Ubah paragraf teks sumber yang diawali "Secara normatif, menurut AD" menjadi daftar butir yang lebih ringkas tanpa menghilangkan fakta utamanya.

- _Teks Sumber_:
=-=-=-=-=
Kamis, 20 Agustus 2009










Catatan Menjelang Muskomda Pemuda Katolik Jatim
Tumbuh dan Berbuahlah...

Foto : Cak Heri van Sekjend (baju garis-garis) menerima palu pimpinan sidang dalam Muskomda Pemuda Katolik Jatim di aula Gereja Katedral Surabaya, 2 Agustus 2009.

Oleh : Kanisius Karyadi



Menghidupkan organisasi Pemuda Katolik Jawa Timur itu ibaratnya mendirikan benang basah. Sekuat-kuatnya tangan memegang benang, toh...sulit berdiri. Demikian kata Muliadi Tanujaya, mantan pengurus dan senior Pemuda Katolik ketika bertemu penulis dalam suatu kesempatan di Surabaya.
Agaknya kerisauan dan kegundahan hati Muliadi tersebut bisa dimaklumi. Mengingat lebih dari 15 tahun, organisasi ini tidak tumbuh dan berkembang dengan baik. Relatif nihil kaderisasi yang mengarah pada kematian.
Berangkat dari kondisi seperti itu, beberapa pengurus yang tersisa dan kawan–kawan muda Katolik merasa prihatin untuk bangkit dan bergerak. Maka, jika tidak ada aral melintang pada tanggal 2 Agustus 2009 bakal digelar Musyawarah Komisariat Daerah (Muskomda) Pemuda Katolik Jawa Timur di Surabaya.
Secara normatif, menurut AD (Anggaran Dasar) Pemuda Katolik, pasal 10 poin E disebutkan Musyawarah Komisariat Daerah (Muskomda): (a) Diselenggarakan oleh Pengurus Komisariat Daerah setempat. Bila dinggap perlu dapat diselenggarakan oleh Pengurus Pusat. (b) Dilaksanakan 3 (tiga) tahun sekali. (c) Diselenggarakan untuk mengevaluasi dan menetapkan program – program umum organisasi di tingkat daerah. (d) Memberhentikan, memilih, dan menetapkan kepengurusan Komda (Komisariat Daerah).
Momentum ini sejatinya penting untuk refleksi dan aksi bersama. Pertama, minimalnya kader muda awam Katolik yang muncul ke permukaan. Ketika Anton Prijatno, tokoh awam senior Katolik menjadi ketua panitia pemilihan anggota (Komisi Pemilihan Umum) KPU Jatim beberapa tahun yang lalu, ia berujar,”Lho kok tak ada anak Katolik yang ikut seleksi?”
=-=-=-=-=
- _Data Tersedia_:
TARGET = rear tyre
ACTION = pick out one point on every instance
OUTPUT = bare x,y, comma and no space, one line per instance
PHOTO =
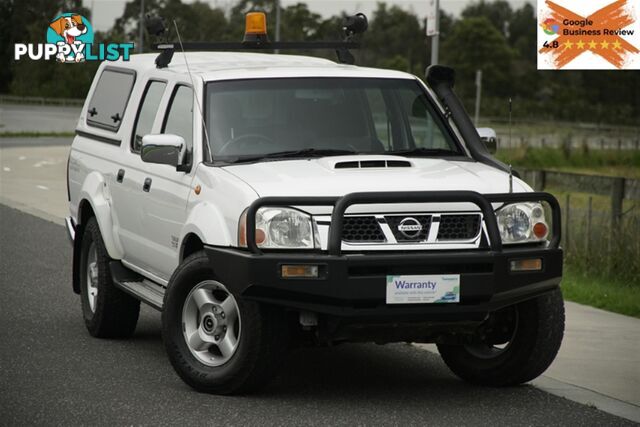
217,342
108,312
528,339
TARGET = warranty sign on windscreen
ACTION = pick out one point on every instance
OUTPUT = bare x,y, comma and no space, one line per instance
588,35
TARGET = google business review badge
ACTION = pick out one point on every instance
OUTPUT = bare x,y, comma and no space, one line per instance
588,35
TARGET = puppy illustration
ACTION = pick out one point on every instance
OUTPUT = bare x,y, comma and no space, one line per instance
69,27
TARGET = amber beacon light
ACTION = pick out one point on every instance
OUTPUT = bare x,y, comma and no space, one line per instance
255,29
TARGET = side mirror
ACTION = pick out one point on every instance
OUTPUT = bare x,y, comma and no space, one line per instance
489,138
163,149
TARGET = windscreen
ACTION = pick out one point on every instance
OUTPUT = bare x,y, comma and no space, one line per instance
297,117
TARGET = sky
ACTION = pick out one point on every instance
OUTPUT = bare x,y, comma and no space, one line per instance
105,12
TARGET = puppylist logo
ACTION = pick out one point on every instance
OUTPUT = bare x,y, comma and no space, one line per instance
70,40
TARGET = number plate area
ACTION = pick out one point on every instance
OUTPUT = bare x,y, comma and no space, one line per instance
423,289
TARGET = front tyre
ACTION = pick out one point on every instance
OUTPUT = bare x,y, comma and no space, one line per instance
519,345
219,343
108,312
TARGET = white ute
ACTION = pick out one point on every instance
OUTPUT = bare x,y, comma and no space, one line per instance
261,201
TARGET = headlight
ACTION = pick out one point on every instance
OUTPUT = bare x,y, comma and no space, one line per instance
283,228
522,223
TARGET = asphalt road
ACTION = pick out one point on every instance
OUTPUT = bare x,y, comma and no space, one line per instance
53,372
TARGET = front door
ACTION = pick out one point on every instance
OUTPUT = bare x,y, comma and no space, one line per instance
166,192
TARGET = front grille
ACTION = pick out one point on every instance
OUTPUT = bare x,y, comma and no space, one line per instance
361,229
408,236
459,227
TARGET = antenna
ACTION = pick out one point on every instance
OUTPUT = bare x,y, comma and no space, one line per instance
510,110
510,168
195,92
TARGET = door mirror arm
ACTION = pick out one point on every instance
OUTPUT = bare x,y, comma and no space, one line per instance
164,149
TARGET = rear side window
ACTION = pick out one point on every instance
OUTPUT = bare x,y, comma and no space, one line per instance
179,119
147,113
109,100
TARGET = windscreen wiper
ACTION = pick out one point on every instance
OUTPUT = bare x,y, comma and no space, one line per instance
425,152
305,152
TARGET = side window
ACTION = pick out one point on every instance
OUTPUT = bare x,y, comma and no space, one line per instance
109,100
179,117
380,116
147,113
425,131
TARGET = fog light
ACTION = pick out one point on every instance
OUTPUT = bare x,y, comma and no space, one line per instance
299,271
531,264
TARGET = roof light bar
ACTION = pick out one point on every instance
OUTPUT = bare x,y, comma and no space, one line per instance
256,38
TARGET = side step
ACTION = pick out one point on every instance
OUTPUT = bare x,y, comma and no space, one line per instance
137,286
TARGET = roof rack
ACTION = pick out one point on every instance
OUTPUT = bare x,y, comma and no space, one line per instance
256,39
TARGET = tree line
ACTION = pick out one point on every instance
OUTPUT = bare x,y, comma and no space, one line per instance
491,36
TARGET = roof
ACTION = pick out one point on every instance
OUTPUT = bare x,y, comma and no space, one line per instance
227,65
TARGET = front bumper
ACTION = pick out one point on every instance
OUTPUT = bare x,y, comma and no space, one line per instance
354,285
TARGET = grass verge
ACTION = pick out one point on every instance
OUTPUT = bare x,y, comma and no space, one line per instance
35,134
604,293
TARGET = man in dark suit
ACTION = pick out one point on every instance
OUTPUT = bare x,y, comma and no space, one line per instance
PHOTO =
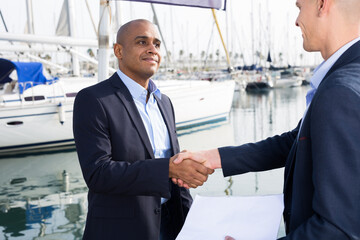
125,135
321,155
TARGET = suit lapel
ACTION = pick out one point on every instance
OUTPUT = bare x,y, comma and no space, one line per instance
125,96
348,56
166,114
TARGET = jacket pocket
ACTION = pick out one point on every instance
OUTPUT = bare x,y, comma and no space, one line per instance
113,212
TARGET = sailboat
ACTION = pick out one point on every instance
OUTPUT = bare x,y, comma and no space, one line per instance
36,112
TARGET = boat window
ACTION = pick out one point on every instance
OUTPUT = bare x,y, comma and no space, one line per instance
14,123
34,98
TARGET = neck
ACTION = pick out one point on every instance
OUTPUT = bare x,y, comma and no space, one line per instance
339,33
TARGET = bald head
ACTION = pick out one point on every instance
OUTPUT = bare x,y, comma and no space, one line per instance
126,28
349,9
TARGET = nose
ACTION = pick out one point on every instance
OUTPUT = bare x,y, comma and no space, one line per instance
152,49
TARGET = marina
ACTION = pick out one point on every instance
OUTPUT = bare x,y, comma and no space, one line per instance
43,196
218,99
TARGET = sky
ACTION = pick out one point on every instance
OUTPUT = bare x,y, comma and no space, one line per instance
247,26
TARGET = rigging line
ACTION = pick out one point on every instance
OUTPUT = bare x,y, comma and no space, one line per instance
91,17
102,14
2,18
207,50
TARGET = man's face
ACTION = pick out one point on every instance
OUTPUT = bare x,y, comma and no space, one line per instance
308,22
139,56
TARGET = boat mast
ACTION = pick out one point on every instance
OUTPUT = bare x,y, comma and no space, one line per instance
71,19
157,23
222,40
30,17
104,40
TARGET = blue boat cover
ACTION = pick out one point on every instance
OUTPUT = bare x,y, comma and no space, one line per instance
29,73
217,4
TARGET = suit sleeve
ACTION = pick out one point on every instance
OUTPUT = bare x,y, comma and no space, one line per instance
335,123
102,174
265,155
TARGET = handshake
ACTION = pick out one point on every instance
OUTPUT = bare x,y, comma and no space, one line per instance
191,169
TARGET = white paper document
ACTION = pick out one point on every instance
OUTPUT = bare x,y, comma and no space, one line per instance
243,218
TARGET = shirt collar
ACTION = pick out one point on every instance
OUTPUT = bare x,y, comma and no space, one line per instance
324,67
135,89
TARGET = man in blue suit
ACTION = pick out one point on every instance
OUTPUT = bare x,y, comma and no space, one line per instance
321,155
125,135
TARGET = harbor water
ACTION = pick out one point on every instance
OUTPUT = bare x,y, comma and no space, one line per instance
44,196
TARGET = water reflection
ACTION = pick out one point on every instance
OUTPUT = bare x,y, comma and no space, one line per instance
42,195
45,195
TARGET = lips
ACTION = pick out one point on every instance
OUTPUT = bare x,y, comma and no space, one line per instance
151,60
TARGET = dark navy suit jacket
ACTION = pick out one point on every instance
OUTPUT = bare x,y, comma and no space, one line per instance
125,181
322,166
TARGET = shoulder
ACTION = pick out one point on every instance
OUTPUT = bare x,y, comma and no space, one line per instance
100,90
346,76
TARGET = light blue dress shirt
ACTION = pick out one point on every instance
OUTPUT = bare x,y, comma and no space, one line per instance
151,116
321,70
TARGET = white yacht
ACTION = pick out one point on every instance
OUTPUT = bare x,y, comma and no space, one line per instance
36,113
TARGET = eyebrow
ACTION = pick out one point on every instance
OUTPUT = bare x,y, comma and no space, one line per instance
146,37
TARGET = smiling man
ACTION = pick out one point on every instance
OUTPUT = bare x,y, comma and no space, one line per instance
125,135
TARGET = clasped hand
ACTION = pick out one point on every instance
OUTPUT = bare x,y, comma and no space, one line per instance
191,169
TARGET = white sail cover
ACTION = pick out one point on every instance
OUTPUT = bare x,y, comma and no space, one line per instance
216,4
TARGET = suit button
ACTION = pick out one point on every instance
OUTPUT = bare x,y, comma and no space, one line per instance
157,211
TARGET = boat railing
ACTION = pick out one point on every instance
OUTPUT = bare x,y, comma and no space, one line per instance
54,92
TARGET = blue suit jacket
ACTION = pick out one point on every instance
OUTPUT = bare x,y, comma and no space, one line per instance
322,166
125,181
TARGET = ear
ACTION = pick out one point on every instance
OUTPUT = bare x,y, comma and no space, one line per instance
323,6
118,50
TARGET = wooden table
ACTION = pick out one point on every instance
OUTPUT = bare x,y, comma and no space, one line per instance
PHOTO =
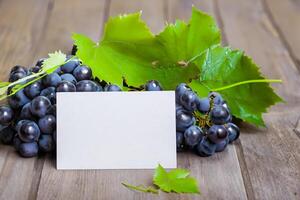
262,164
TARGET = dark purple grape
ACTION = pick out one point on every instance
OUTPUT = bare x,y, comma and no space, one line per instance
7,135
82,72
46,143
47,124
88,86
40,106
26,112
193,135
112,88
51,80
6,115
28,150
17,142
205,148
66,86
184,119
39,63
180,89
33,90
222,145
29,132
18,100
217,133
68,77
70,66
50,93
179,141
153,86
203,105
233,131
189,100
219,115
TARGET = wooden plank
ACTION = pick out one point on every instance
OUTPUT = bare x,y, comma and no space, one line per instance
285,15
229,182
272,155
20,33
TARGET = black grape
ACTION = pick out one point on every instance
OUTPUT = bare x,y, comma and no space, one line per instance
40,106
28,150
6,115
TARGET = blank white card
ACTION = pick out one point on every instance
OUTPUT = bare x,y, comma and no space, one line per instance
116,130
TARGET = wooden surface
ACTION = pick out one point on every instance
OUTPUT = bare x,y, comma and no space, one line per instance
262,164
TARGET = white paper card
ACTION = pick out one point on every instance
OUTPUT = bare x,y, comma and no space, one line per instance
116,130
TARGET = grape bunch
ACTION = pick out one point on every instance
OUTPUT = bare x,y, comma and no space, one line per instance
29,120
203,124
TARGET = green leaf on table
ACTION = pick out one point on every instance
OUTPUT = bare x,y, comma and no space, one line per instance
221,66
128,50
177,180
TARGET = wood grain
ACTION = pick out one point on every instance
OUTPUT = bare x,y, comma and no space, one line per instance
285,16
19,36
271,154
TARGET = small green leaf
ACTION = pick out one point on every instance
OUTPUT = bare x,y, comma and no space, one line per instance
221,67
177,180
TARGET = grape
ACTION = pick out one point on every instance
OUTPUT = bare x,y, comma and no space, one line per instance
189,100
82,72
19,68
18,100
179,141
17,142
153,86
219,115
50,93
193,135
7,135
29,132
112,88
217,97
203,105
39,63
233,131
51,80
87,86
184,119
47,124
66,86
28,150
217,133
6,115
205,148
70,66
19,124
40,106
46,143
33,90
26,112
180,89
68,77
222,145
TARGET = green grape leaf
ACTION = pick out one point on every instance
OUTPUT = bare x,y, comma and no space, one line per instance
177,180
128,50
221,66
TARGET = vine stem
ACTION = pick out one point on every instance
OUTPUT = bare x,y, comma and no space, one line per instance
247,82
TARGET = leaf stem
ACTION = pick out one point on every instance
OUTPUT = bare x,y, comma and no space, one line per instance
247,82
141,188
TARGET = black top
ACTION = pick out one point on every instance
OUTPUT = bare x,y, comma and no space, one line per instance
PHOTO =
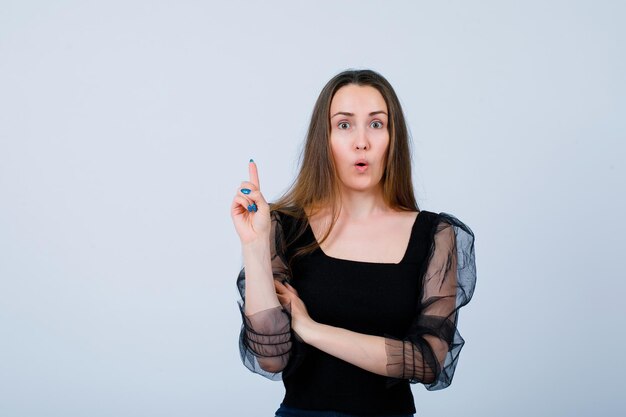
412,304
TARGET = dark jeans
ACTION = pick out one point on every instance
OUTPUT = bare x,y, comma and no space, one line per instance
284,411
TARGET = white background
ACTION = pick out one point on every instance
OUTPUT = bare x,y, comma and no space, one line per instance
126,127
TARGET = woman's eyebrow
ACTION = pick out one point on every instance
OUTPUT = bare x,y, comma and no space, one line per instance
344,113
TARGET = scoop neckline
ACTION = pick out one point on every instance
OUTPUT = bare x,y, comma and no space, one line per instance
354,261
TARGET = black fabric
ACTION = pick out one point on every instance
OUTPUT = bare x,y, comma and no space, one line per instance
413,304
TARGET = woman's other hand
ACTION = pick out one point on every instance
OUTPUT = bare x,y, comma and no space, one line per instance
249,210
301,322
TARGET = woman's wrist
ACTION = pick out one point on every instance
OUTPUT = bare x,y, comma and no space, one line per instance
307,329
256,250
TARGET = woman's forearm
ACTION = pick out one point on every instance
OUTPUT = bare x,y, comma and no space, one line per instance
362,350
260,290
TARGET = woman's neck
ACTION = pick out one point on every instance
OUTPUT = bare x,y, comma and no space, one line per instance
362,205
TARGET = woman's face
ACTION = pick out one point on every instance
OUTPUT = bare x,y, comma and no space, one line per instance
359,137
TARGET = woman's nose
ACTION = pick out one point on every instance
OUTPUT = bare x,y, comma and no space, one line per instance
361,142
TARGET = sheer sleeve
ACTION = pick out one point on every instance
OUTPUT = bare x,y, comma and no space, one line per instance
265,338
430,351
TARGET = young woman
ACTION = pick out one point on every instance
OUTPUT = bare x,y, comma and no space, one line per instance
349,291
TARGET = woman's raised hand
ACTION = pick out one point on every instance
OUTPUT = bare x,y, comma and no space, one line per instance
250,211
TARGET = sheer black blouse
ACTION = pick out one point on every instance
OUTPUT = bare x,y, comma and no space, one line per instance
413,304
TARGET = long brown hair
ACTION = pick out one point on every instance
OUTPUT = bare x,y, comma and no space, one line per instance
317,184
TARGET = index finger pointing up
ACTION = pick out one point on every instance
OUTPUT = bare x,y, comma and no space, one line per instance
254,173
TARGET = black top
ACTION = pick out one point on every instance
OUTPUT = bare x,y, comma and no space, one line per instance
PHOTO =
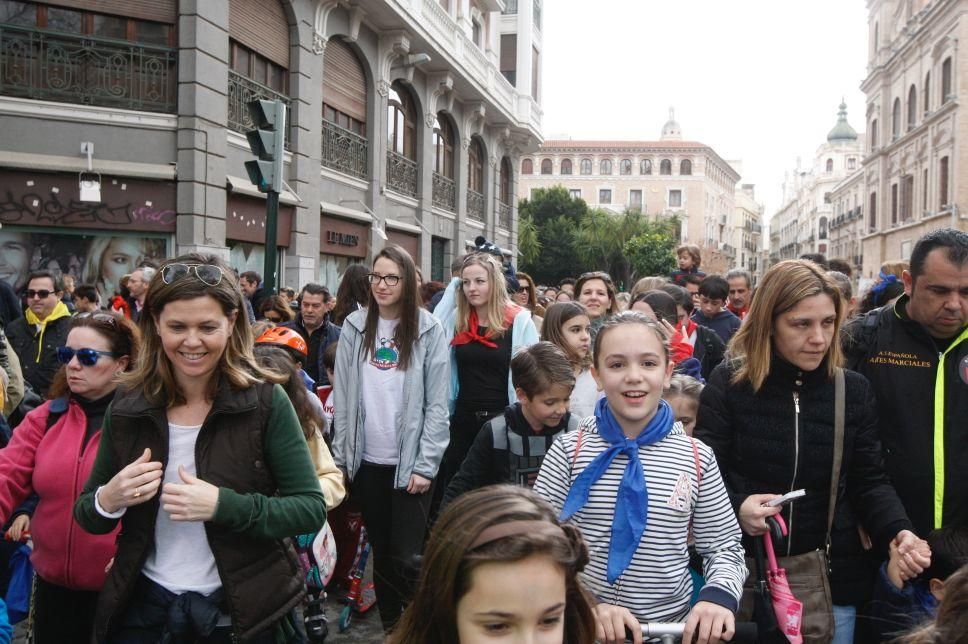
483,372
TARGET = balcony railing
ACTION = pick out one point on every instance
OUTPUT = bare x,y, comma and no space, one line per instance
504,215
241,91
401,174
475,205
344,151
49,66
445,192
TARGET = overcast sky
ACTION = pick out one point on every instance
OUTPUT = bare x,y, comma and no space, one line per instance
758,80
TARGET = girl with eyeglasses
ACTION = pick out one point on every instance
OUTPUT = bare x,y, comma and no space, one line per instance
485,329
51,454
204,464
390,421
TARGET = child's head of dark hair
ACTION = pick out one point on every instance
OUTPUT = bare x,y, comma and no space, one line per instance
537,368
329,356
714,287
630,317
949,552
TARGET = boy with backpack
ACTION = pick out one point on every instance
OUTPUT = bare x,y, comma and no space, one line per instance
510,448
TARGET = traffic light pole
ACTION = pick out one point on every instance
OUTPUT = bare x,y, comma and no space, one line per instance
272,217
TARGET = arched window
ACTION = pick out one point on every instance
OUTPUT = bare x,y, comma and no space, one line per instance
443,147
127,59
926,94
401,123
946,80
506,181
912,108
896,119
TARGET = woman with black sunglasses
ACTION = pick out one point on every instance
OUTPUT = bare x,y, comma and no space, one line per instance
204,464
52,453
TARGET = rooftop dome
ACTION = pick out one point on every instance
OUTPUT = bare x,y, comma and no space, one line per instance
671,130
842,131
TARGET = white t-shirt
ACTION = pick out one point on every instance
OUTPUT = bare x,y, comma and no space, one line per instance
585,395
381,388
181,560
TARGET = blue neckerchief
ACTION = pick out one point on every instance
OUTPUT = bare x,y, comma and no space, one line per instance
632,498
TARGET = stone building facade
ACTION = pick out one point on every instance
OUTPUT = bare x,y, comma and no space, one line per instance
667,177
407,121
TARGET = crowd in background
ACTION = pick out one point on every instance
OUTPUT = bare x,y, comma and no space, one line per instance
166,444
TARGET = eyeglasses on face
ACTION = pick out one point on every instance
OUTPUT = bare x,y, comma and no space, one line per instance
207,273
389,280
87,357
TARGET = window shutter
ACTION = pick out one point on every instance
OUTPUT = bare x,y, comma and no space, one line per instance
262,27
344,85
157,10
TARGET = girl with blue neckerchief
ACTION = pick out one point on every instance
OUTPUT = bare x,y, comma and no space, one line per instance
636,486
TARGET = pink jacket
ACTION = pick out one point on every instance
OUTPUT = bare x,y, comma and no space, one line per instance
55,464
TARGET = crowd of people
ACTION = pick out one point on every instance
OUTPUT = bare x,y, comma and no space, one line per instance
532,463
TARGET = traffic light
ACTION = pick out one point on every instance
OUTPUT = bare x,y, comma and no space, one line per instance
267,143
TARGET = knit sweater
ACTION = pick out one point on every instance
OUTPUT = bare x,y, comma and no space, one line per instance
656,586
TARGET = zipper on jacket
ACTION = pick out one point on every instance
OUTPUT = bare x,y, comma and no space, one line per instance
796,463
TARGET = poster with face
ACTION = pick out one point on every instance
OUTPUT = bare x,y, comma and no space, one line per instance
91,259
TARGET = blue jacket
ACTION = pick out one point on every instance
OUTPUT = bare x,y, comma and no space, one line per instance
523,334
725,324
423,431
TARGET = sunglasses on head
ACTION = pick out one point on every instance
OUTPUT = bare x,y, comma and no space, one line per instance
87,357
207,273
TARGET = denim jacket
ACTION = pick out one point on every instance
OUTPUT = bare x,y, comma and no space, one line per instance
423,433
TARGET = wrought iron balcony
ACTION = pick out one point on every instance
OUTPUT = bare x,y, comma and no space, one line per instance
344,151
51,66
445,192
401,174
504,215
475,205
241,91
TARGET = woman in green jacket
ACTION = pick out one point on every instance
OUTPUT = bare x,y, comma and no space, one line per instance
203,461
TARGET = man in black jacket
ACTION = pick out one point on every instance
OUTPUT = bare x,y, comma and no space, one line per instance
915,354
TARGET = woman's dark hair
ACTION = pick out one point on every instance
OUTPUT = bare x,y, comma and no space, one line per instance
353,292
274,358
407,330
451,557
662,303
123,339
278,305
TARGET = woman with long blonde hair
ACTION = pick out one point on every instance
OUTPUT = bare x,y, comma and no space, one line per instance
485,329
203,462
769,413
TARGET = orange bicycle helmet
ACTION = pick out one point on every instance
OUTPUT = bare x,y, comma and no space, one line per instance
285,338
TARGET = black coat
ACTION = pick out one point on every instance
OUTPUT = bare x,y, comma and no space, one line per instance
760,451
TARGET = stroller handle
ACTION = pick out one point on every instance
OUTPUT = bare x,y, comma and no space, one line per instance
746,632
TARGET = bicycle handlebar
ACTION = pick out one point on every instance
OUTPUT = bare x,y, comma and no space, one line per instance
746,632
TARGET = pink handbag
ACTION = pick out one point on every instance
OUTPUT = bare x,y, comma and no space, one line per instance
788,609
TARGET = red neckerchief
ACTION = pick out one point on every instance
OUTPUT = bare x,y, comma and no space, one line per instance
471,334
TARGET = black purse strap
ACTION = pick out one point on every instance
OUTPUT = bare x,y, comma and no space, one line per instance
839,399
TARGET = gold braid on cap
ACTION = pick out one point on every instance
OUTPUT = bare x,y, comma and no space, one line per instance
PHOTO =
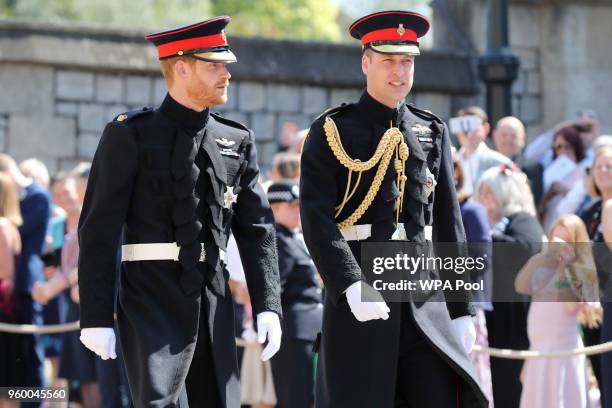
=-=-=-=-=
- _Jawaban_:
Menurut Anggaran Dasar Pemuda Katolik pasal 10 poin E, Musyawarah Komisariat Daerah (Muskomda):
- diselenggarakan oleh Pengurus Komisariat Daerah setempat, atau oleh Pengurus Pusat bila dianggap perlu;
- dilaksanakan tiga tahun sekali;
- diadakan untuk mengevaluasi dan menetapkan program umum organisasi di tingkat daerah;
- memberhentikan, memilih, dan menetapkan kepengurusan Komisariat Daerah (Komda).